[begin DOCUMENT PASSAGE]

USPTO Decides To Lower Obviousness Standards
ciaran_o_riordan writes "Anyone who feels that patent quality is just far too high nowadays
will be glad to hear that the USPTO has decided to ditch four of their
seven tests for obviousness. Whereas
the 2007
guidelines said that an idea is considered obvious if it consisted of
'[predictable] variations [...] based on design incentives or other
market forces' or if there was 'Use of a known technique [prior art]
to improve similar devices (methods, or products) in the same way,'
the new
guidelines do away with those tests. The classic
'teaching-suggestion-motivation' test is still there, with two others. For
software developers, silly patents
are not
the main problem, but they certainly aggravate the matter. As
described in one patent
lawyer's summary, this change will 'give applicants greater
opportunities to obtain allowance of claims.'"
Pay me!
The 2007 guidelines were needed after KSR v. Teleflex . It seems the USPTO is now trying to push back against that ruling.
That was the point.
first post...HA...how obvious is that?
Apparently, DevConcepts already has prior art!
Similar to the upcoming US election results
So let me get this straight...

[end DOCUMENT PASSAGE]
[begin SUPPLIED DATA]

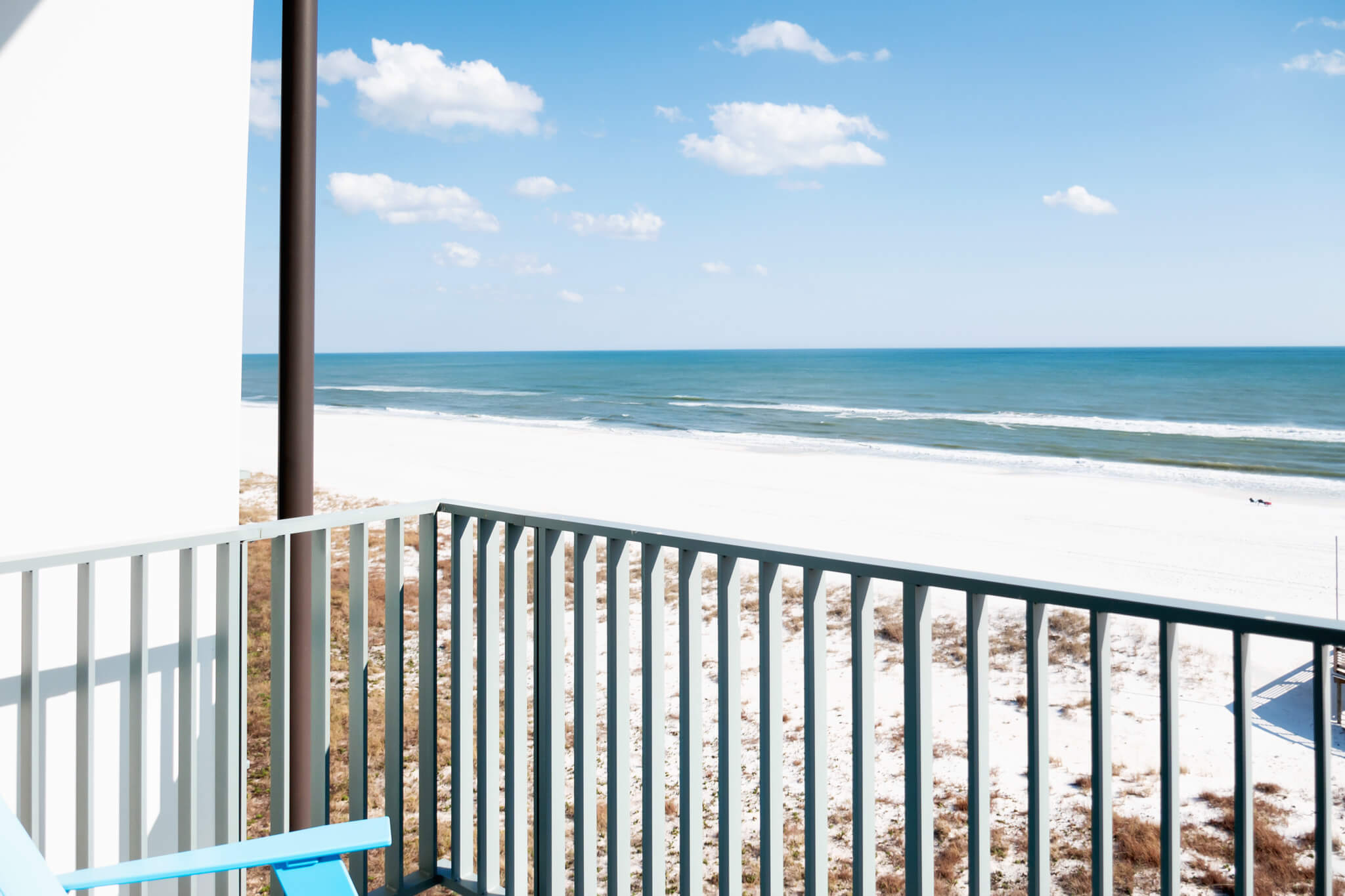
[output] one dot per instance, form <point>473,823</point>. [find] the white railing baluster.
<point>229,680</point>
<point>770,617</point>
<point>85,658</point>
<point>188,679</point>
<point>585,715</point>
<point>1243,790</point>
<point>731,729</point>
<point>358,733</point>
<point>1323,729</point>
<point>460,699</point>
<point>395,694</point>
<point>137,733</point>
<point>1039,757</point>
<point>916,648</point>
<point>814,733</point>
<point>320,653</point>
<point>516,710</point>
<point>489,704</point>
<point>978,746</point>
<point>618,717</point>
<point>550,696</point>
<point>653,815</point>
<point>427,754</point>
<point>477,747</point>
<point>690,796</point>
<point>30,712</point>
<point>278,759</point>
<point>1169,763</point>
<point>1099,662</point>
<point>862,840</point>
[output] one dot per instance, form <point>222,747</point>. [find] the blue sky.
<point>1207,140</point>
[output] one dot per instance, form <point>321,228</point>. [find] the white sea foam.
<point>811,444</point>
<point>1052,421</point>
<point>422,389</point>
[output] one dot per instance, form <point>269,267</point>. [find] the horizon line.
<point>808,349</point>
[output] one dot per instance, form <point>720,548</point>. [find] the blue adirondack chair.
<point>307,863</point>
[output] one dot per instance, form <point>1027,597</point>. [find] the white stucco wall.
<point>123,174</point>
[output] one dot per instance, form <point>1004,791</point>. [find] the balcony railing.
<point>531,553</point>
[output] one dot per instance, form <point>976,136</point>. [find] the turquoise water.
<point>1258,410</point>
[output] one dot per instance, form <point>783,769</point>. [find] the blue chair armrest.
<point>311,844</point>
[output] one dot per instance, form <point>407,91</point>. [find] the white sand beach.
<point>1157,531</point>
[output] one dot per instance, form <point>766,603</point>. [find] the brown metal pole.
<point>295,481</point>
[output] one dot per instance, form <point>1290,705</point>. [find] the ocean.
<point>1251,410</point>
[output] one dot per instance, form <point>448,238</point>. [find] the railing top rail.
<point>246,532</point>
<point>1214,616</point>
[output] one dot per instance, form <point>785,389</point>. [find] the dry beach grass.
<point>1282,857</point>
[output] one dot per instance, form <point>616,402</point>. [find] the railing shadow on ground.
<point>1283,708</point>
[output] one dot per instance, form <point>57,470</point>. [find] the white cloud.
<point>401,203</point>
<point>525,265</point>
<point>458,255</point>
<point>409,88</point>
<point>639,224</point>
<point>1080,200</point>
<point>787,35</point>
<point>264,97</point>
<point>540,187</point>
<point>1327,64</point>
<point>767,139</point>
<point>1325,23</point>
<point>343,65</point>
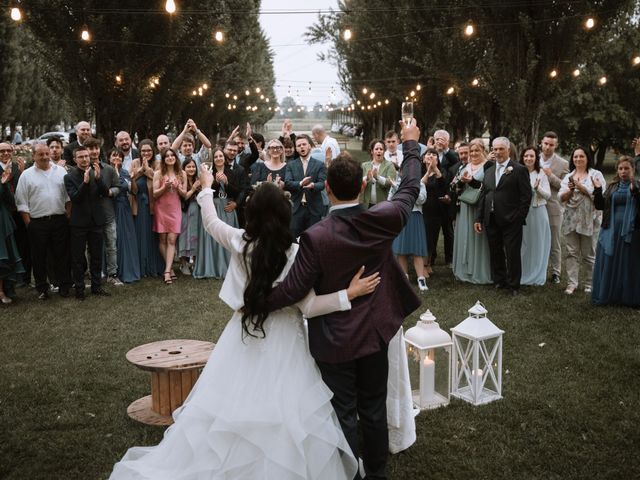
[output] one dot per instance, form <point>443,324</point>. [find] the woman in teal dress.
<point>151,262</point>
<point>212,259</point>
<point>11,268</point>
<point>616,273</point>
<point>471,262</point>
<point>379,175</point>
<point>126,242</point>
<point>536,233</point>
<point>188,239</point>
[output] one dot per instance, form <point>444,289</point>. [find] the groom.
<point>350,347</point>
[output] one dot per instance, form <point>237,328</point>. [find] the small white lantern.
<point>430,347</point>
<point>476,371</point>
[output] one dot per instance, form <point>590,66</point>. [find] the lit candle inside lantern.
<point>477,382</point>
<point>427,381</point>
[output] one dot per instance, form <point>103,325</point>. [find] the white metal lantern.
<point>430,347</point>
<point>476,371</point>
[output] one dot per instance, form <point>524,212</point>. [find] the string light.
<point>16,14</point>
<point>469,30</point>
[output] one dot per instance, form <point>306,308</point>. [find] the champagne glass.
<point>407,112</point>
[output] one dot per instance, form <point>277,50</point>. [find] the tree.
<point>513,49</point>
<point>140,68</point>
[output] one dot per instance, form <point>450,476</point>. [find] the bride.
<point>260,409</point>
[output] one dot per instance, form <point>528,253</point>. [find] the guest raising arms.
<point>616,276</point>
<point>212,259</point>
<point>188,240</point>
<point>379,175</point>
<point>142,169</point>
<point>169,184</point>
<point>436,185</point>
<point>580,220</point>
<point>536,232</point>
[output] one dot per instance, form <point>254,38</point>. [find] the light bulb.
<point>16,14</point>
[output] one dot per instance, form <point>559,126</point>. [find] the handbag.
<point>471,195</point>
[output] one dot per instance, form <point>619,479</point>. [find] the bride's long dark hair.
<point>268,237</point>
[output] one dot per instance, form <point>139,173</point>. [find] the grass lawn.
<point>570,407</point>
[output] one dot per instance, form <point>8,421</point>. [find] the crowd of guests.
<point>131,212</point>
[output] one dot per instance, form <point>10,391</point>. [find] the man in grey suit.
<point>556,168</point>
<point>304,177</point>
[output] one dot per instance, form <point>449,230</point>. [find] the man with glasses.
<point>304,177</point>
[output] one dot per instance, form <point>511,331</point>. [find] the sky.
<point>295,62</point>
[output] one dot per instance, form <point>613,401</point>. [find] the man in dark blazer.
<point>85,188</point>
<point>304,177</point>
<point>83,133</point>
<point>502,210</point>
<point>350,347</point>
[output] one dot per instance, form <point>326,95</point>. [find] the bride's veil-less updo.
<point>268,236</point>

[end SUPPLIED DATA]

> _THE TASK_
Print, word for word, the part of the USPTO obviousness article that runs from "The 2007 guidelines" to "has prior art!".

> _PROBLEM SOLUTION_
The 2007 guidelines were needed after KSR v. Teleflex . It seems the USPTO is now trying to push back against that ruling.
That was the point.
first post...HA...how obvious is that?
Apparently, DevConcepts already has prior art!